Activity -> Could you give the data that follows again exactly, without its pictures?

Referring expression data
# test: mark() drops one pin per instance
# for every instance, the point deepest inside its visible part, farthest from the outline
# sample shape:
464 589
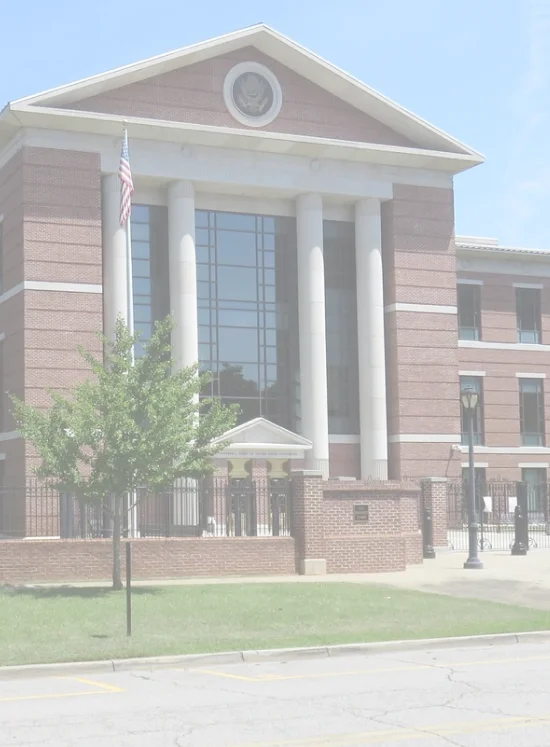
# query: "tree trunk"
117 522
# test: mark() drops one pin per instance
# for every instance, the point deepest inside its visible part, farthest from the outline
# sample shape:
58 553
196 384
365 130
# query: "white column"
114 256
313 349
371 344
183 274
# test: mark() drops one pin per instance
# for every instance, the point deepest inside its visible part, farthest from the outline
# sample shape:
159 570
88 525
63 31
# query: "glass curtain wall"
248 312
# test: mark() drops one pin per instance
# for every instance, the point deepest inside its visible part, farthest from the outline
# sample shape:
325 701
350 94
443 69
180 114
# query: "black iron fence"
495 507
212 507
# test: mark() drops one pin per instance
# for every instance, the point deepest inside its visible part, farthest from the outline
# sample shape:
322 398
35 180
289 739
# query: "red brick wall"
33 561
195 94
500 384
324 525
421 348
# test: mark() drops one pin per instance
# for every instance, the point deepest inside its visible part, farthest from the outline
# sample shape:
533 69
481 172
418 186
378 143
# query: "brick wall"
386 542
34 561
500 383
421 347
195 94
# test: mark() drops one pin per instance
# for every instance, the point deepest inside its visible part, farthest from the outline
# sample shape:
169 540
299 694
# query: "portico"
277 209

Written solution ->
# test: mark() drops one pin per instance
# for every instance, the point deepest inside its visible part, farthest from the outline
# sample shape:
464 589
# query: "tree trunk"
117 522
# test: mark() drops one pin per instance
# for every instance, the point deepest inside its visible part, farthest from the outline
# sample shape:
58 553
196 384
365 130
# query: "white column"
114 256
313 349
371 344
183 274
# test: mark() drops one pin per instance
# for every instance, the point deepest inside its visible part, farthest from the outline
# sample shape:
159 570
88 525
63 31
# query: "glass curtain wall"
248 312
# test: mark() drops one pin per instance
# for every instance, the point deepest inside its visible part, farthest from the outline
# sample shape:
325 701
350 94
443 69
180 114
# query: "black iron fence"
495 507
212 507
# test: mark() drops one pin per instance
# for every instance, the point deepest inside its visible part, farthest from the outline
# sample shape:
322 398
35 180
289 739
# query: "red brick wall"
33 561
195 94
500 384
324 525
421 348
# test: mark() drops one pin per instance
# for every instance, the point deepest inside its visible part, farthest from the outline
# sample shape:
533 69
481 172
418 186
378 143
# query: "brick wall"
386 542
34 561
500 383
421 347
195 94
# test: mark() drops one pin per instance
# for every instance, the point deepest inside its visible part, farthest from the outline
# sample shape:
169 540
299 694
# query: "portico"
277 209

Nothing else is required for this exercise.